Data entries
§

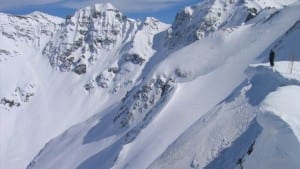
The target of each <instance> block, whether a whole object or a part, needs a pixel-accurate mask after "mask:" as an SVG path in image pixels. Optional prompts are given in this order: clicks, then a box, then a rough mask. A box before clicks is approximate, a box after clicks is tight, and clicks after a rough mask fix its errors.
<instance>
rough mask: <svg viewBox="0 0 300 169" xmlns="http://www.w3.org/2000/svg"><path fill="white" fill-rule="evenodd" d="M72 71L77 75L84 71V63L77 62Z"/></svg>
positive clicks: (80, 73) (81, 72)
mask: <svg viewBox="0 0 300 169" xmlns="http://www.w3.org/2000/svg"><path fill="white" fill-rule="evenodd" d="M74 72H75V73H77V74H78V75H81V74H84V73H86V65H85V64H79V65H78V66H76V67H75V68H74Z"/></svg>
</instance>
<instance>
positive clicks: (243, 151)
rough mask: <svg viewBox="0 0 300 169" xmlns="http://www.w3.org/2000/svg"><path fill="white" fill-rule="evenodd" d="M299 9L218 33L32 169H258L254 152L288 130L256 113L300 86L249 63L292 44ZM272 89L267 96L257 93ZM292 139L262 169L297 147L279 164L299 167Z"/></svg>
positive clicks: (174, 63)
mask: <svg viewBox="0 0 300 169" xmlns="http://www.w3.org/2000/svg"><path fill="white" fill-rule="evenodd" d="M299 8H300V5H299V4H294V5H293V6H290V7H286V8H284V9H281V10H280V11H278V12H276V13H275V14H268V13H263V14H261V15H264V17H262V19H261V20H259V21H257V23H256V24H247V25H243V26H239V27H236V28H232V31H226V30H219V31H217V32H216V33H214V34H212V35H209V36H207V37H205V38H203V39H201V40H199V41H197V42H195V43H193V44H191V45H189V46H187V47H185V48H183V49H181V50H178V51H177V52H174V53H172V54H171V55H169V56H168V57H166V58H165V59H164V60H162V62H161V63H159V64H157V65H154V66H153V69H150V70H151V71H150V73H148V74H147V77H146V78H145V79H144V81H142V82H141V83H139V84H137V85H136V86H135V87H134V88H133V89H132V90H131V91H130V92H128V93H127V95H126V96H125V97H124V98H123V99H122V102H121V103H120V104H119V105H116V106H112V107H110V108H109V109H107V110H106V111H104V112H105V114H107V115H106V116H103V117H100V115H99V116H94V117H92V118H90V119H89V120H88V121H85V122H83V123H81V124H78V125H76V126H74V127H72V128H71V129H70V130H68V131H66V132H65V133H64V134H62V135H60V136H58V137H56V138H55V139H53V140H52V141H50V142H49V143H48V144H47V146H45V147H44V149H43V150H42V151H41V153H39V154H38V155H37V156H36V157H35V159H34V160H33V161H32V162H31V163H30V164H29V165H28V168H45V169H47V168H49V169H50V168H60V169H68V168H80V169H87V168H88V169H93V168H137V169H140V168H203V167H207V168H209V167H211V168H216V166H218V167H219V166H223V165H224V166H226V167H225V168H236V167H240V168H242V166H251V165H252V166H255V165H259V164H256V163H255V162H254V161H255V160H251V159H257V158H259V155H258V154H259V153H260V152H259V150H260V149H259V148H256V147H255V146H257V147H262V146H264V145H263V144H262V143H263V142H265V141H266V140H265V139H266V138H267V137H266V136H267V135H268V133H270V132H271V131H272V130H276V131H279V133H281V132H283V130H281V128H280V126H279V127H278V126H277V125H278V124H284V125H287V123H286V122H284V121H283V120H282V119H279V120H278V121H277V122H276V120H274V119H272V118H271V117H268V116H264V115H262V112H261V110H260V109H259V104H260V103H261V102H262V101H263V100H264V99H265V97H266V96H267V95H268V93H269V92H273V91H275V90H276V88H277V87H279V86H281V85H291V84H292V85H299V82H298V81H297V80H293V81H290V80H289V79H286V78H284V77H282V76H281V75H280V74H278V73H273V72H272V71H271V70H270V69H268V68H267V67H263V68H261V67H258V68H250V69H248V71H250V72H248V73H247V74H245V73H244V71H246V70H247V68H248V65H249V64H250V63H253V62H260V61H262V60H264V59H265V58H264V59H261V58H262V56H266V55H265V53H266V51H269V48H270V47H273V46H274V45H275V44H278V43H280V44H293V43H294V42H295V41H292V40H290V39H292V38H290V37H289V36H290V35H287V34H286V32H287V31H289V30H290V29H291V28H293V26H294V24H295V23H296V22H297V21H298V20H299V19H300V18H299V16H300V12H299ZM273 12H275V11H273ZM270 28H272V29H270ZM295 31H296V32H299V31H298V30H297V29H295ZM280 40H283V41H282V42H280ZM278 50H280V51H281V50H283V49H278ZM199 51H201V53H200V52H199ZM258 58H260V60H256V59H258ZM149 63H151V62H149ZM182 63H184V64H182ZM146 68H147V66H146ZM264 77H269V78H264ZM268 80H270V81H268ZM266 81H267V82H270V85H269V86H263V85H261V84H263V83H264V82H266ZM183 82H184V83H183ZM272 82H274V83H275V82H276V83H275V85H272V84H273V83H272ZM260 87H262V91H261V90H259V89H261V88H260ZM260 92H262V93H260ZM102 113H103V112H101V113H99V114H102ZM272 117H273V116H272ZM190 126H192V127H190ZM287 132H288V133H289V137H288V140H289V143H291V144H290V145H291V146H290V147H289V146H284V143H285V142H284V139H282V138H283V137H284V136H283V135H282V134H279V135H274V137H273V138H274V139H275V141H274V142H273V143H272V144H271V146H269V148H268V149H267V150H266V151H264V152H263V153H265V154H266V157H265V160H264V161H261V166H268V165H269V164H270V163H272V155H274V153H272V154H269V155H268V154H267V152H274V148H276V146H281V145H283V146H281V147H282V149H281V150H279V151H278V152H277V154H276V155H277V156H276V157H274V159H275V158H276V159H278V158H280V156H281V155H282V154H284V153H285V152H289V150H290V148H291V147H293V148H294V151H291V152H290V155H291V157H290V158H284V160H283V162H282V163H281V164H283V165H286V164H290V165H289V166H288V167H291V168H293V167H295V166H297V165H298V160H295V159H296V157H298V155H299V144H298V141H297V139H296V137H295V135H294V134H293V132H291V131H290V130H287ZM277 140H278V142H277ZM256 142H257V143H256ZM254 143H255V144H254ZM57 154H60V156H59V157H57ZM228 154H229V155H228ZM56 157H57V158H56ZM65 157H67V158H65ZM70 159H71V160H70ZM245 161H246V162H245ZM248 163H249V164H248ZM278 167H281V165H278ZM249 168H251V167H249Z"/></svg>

§

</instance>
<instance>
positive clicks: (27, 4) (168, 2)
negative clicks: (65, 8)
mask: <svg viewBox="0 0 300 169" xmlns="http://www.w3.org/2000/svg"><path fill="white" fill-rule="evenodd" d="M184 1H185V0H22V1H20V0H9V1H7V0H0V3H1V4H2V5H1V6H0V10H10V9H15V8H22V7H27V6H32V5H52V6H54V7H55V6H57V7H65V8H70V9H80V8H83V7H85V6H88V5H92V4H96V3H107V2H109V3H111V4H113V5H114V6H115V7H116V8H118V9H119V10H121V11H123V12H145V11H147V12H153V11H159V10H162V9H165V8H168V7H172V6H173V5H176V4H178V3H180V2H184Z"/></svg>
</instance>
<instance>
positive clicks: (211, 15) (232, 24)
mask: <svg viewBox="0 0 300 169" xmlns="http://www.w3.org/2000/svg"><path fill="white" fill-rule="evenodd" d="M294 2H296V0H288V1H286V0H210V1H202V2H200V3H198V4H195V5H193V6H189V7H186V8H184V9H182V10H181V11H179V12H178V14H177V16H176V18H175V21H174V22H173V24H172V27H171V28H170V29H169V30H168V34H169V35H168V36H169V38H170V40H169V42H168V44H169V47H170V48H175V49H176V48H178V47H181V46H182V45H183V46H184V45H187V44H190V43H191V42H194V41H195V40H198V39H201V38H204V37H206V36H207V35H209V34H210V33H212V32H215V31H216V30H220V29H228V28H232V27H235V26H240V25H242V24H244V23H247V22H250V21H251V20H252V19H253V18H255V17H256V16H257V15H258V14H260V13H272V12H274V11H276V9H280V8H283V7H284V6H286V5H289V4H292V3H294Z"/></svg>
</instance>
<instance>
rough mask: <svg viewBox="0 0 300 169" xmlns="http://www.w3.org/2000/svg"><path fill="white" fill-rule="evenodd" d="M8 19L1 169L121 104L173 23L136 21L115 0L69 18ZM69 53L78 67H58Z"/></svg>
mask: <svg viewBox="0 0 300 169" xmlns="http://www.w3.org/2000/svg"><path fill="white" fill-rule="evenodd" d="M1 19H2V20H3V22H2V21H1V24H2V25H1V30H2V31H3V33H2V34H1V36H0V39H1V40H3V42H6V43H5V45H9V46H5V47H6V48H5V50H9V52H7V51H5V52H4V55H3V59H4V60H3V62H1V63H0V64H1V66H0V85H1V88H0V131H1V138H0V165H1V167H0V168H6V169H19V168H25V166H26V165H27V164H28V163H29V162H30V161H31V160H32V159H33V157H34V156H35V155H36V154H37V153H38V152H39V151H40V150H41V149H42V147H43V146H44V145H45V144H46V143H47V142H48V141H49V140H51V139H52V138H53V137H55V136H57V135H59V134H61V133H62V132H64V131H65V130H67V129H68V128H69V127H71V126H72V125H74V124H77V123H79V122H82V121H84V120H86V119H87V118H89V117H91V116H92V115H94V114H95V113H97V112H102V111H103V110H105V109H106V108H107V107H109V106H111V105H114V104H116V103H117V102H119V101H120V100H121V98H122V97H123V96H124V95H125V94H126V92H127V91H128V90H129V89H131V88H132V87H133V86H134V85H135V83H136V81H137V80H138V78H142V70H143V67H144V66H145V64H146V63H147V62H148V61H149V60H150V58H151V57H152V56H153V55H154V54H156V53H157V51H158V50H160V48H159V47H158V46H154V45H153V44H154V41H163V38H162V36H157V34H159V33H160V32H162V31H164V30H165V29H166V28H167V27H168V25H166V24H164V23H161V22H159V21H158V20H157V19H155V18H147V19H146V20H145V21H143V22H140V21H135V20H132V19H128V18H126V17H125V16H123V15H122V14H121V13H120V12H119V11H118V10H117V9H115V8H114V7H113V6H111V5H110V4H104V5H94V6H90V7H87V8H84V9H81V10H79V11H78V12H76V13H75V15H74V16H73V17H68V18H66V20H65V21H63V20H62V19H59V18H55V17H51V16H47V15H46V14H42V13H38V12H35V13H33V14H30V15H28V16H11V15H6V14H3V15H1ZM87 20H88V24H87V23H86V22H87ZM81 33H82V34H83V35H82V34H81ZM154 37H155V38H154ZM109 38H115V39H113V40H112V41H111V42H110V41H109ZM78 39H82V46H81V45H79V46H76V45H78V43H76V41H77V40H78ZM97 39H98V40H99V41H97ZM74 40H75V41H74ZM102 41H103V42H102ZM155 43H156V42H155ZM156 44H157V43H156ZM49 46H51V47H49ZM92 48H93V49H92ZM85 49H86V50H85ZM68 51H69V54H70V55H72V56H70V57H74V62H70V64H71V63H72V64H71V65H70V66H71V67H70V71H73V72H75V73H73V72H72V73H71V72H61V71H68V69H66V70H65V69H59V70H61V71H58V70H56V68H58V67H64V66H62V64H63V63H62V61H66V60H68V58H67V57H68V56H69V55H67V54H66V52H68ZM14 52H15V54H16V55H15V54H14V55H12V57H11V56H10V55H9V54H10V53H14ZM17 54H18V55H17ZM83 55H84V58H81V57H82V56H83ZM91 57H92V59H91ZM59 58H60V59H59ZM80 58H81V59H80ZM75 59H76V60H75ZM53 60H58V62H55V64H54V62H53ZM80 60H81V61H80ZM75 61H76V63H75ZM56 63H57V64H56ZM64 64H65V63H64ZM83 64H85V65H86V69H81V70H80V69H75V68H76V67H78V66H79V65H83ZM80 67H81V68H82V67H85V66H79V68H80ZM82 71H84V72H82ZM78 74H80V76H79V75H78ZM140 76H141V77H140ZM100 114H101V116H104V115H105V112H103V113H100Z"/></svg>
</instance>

§

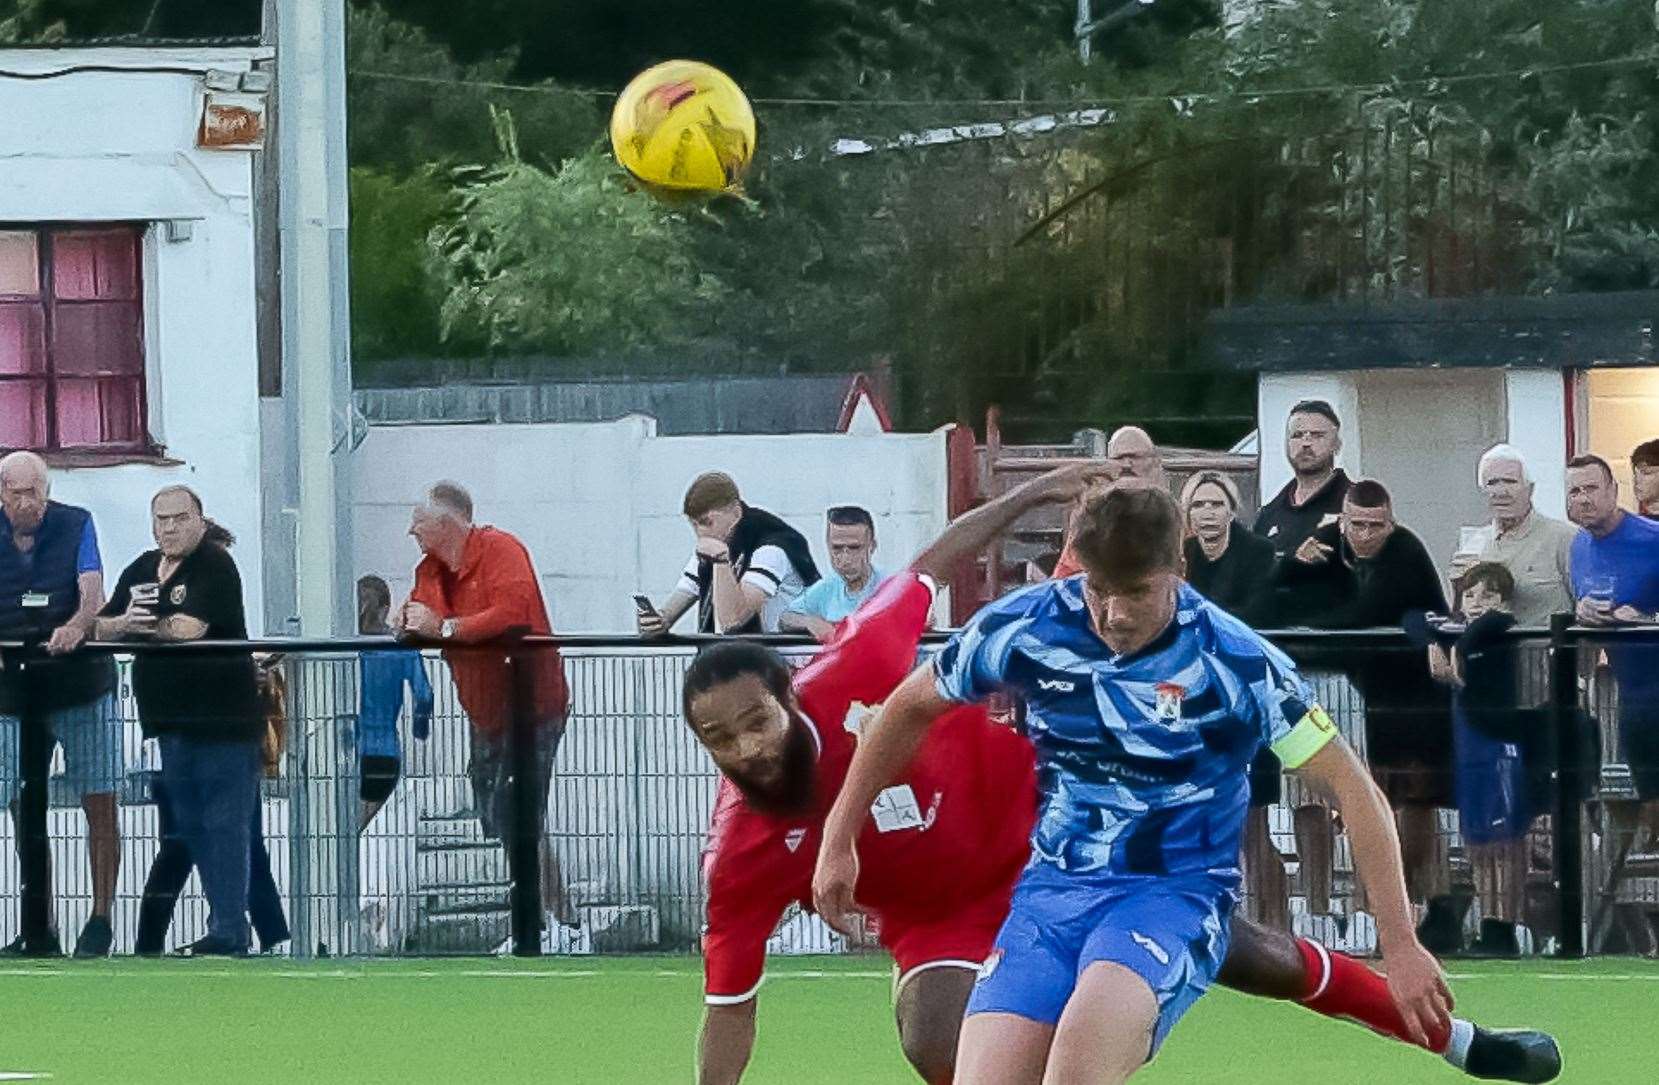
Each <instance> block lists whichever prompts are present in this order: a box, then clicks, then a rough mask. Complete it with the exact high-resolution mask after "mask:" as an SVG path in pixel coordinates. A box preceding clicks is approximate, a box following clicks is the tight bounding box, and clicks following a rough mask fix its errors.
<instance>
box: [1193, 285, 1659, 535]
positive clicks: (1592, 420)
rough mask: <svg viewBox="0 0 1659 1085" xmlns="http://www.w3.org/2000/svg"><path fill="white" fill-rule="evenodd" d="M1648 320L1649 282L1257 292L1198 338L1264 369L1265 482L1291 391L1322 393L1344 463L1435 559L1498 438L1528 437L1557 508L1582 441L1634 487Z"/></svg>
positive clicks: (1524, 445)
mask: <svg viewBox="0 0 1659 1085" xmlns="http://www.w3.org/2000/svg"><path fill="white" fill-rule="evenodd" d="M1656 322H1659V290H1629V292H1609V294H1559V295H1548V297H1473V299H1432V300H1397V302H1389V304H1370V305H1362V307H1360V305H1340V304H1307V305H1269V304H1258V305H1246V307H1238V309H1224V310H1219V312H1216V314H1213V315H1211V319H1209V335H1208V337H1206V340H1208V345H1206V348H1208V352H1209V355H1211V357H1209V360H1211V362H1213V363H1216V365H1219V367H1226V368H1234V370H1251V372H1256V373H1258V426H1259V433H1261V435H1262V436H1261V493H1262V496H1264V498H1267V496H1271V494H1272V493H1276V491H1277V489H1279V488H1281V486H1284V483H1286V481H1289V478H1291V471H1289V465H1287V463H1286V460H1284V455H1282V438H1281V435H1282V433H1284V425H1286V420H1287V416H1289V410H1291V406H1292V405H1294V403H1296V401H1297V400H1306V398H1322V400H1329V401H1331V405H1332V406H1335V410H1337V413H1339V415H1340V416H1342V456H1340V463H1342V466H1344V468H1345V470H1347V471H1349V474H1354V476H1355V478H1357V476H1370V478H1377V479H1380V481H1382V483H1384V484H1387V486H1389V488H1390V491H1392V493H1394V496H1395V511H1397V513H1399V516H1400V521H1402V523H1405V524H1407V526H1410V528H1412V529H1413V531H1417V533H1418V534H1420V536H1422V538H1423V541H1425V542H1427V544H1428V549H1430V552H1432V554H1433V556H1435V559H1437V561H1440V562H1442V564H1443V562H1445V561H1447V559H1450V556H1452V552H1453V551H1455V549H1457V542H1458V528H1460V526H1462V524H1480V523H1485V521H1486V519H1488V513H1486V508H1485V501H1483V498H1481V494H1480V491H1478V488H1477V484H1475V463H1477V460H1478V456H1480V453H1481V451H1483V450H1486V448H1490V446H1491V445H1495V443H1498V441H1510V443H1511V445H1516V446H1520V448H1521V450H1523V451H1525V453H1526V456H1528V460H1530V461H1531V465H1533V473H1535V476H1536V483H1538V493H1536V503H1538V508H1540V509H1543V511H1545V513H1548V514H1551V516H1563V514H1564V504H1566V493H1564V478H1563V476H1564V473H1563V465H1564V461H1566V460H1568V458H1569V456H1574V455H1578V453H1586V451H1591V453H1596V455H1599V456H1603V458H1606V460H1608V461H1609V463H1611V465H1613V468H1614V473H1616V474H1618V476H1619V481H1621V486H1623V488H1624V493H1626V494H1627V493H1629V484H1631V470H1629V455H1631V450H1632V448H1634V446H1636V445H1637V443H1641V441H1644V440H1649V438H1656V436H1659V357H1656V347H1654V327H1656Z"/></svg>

§

PROBLEM TO SOLVE:
If a line in the entries holds the string "tight", count it, then state the total and nothing more.

WRITTEN REPLY:
2